◆ **Rows**

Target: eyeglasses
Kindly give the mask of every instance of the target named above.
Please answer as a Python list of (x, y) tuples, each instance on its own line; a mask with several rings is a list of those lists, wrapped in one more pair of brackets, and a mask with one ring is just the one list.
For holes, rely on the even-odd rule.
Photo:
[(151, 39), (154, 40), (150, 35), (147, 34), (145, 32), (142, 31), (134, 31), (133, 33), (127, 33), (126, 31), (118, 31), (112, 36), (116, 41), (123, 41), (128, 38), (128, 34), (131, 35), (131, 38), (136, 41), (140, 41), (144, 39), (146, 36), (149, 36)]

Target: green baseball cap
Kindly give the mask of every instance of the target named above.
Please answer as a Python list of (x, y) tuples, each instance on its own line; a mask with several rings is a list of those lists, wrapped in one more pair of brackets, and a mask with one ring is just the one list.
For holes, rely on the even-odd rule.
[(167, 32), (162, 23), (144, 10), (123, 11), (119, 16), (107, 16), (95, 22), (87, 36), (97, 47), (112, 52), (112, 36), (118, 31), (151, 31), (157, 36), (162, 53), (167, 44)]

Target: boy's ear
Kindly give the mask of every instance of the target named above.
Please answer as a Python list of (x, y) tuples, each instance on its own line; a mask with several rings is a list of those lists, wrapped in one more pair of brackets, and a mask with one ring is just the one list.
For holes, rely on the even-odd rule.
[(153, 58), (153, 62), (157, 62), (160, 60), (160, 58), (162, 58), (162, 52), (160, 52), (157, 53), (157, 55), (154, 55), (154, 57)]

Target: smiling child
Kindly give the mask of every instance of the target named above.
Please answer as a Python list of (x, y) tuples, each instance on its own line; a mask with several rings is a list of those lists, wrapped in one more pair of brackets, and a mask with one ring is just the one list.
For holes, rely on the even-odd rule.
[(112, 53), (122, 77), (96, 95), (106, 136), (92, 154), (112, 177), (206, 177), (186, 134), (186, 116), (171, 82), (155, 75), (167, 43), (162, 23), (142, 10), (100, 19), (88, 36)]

◆ **Directive**
Arrange every line of the entries above as a single numbered list, leaving out the blank lines.

◆ **The completed task**
1. Target: eyeglasses
2. Kindly give the mask of every instance of the target named above.
3. Please answer as a Python list of (x, y) tuples, each instance on its own line; a mask with several rings is a list of those lists, wrapped in one more pair of brackets, and a mask with one ring is just the one list.
4. For holes, rely on the even-odd rule.
5. Photo:
6. [(151, 39), (154, 40), (150, 35), (147, 34), (145, 32), (142, 31), (134, 31), (133, 33), (127, 33), (126, 31), (118, 31), (112, 36), (116, 41), (123, 41), (128, 38), (128, 34), (131, 35), (131, 38), (136, 41), (140, 41), (144, 39), (146, 36), (149, 36)]
7. Target: green baseball cap
8. Kindly give the mask of every instance of the target named above.
9. Please answer as a Python list of (x, y) tuples, each instance on its own line; a mask with several rings is a list of those lists, wrapped in one more pair of brackets, and a mask with one ring is just the one list.
10. For holes, rely on the even-odd rule.
11. [(167, 32), (162, 23), (144, 10), (123, 11), (119, 16), (107, 16), (95, 22), (87, 36), (97, 47), (112, 52), (112, 36), (118, 31), (151, 31), (157, 36), (162, 53), (167, 44)]
12. Target: boy's ear
13. Kindly give the mask of every instance of the target named above.
14. Please answer as a Python list of (x, y) tuples, each instance on its own line; a mask with several rings is a list of those lists, wrapped in one more pair of brackets, and a mask with one ring is just the one list.
15. For holes, rely on the even-odd rule.
16. [(153, 58), (153, 62), (157, 62), (160, 60), (160, 58), (162, 58), (162, 52), (160, 52), (157, 53), (157, 55), (154, 55), (154, 57)]
17. Target: smiling child
18. Kindly give the mask of every instance of the target named above.
19. Please answer as a Python list of (x, y) tuples, each instance on its own line; a mask with several rings is a list of those lists, wrapped in one more pair of brackets, and a mask with one ring is just the one list.
20. For holes, rely on the even-odd rule.
21. [(112, 53), (122, 77), (96, 95), (106, 136), (92, 154), (112, 177), (206, 177), (186, 134), (186, 116), (171, 82), (155, 75), (167, 43), (162, 23), (142, 10), (100, 19), (88, 36)]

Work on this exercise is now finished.